Given records.
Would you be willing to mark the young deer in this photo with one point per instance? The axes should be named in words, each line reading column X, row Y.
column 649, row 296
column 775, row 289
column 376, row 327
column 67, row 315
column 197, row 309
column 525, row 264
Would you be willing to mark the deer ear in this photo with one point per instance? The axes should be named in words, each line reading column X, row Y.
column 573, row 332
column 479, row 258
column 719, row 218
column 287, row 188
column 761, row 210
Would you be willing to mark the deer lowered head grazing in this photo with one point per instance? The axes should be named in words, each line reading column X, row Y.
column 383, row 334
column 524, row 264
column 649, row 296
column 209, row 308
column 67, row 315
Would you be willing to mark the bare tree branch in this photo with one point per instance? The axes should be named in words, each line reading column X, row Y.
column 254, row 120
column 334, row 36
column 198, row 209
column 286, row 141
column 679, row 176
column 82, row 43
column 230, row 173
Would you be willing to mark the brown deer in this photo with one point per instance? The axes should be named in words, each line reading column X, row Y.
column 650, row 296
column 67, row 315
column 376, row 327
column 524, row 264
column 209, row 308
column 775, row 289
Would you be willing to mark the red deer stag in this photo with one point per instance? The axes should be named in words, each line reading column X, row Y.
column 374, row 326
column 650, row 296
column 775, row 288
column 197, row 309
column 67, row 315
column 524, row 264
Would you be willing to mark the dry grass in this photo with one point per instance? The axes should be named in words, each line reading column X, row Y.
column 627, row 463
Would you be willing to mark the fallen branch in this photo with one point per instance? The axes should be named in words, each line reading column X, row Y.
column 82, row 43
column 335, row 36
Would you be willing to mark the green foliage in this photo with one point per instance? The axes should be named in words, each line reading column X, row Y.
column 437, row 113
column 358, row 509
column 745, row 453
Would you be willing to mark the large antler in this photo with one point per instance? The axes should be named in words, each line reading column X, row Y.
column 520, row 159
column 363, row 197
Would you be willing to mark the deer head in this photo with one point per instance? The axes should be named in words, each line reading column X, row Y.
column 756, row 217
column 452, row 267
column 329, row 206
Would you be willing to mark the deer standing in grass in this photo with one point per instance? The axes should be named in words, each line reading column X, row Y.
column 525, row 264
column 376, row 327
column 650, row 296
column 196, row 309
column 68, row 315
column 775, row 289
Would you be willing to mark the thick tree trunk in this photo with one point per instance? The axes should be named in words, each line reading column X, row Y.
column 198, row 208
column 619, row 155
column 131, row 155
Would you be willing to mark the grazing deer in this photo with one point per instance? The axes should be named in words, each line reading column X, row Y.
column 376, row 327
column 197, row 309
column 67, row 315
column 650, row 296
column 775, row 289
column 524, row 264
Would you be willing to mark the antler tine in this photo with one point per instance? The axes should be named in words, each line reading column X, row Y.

Instructions to follow.
Every entry is to be retyped word for word.

Expected output.
Would you be willing to mark the young deer in this photo with one point per instance? The axes should be named in words, each line reading column X, row Y.
column 649, row 296
column 775, row 289
column 376, row 327
column 67, row 315
column 197, row 309
column 525, row 264
Would you be willing to mark the deer ear in this photo with one point per instance? The axes should be named in words, each line reading column X, row Y.
column 573, row 332
column 479, row 258
column 719, row 218
column 287, row 188
column 761, row 210
Would you be willing to mark the deer lowered head grazing in this photo with one point per instance? The axes should be named in words, each line reading column X, row Y.
column 383, row 334
column 524, row 264
column 649, row 296
column 209, row 308
column 67, row 315
Would you be willing to mark the bare tree branch in this photo with one point per instance? The axes should be named in words, each line reading column X, row Y.
column 254, row 120
column 334, row 36
column 198, row 209
column 286, row 141
column 679, row 176
column 82, row 43
column 230, row 173
Would you be willing to mark the brown deer in this photo with one point per instance? The axes should be named in words, each line reading column X, row Y.
column 650, row 296
column 67, row 315
column 376, row 327
column 524, row 264
column 209, row 308
column 775, row 289
Would you be willing to mark the red deer stag in this photo with one point per instance? The axes should be named in words, each line reading column X, row Y.
column 374, row 326
column 650, row 296
column 775, row 288
column 197, row 309
column 67, row 315
column 524, row 264
Would you be willing to mark the dry grass in this photo with one point per instance? The axes should be named in words, each line reading column X, row Y.
column 627, row 463
Would you be willing to mark the fallen branch in this photo with one point per instance? The axes should be named in words, each line reading column X, row Y.
column 82, row 43
column 335, row 36
Would you be willing to mark the green foliage in this photo with one point per instance? The axes should be named in words, each line reading column X, row Y.
column 437, row 113
column 358, row 509
column 745, row 453
Would you be willing to mark the large antler in this photo with one point per instance? The axes should be named in words, each line reading column X, row Y.
column 520, row 159
column 363, row 197
Would you be willing to mark the deer head in this photo with one point per instance? The axes should be named in words, each line reading column X, row Y.
column 756, row 217
column 452, row 267
column 329, row 206
Would you be willing to mark the deer standing in grass in this photo with one point per instance? The axes should be named in words, each line reading column X, row Y.
column 525, row 264
column 376, row 327
column 650, row 296
column 196, row 309
column 68, row 315
column 775, row 289
Would you be willing to mark the thick tree trunk in this photo with one point per instance? The axes should be named in words, each line reading column X, row Y.
column 198, row 208
column 619, row 155
column 131, row 155
Would you be willing to mark the grazing deer in this photo with one point per instance? The axes should be named in words, each line reading column X, row Y.
column 376, row 327
column 197, row 309
column 67, row 315
column 650, row 296
column 775, row 289
column 524, row 264
Would you be willing to mark the antler tine in this photo with one point per instance? The axes should be named in words, each line reading column X, row Y.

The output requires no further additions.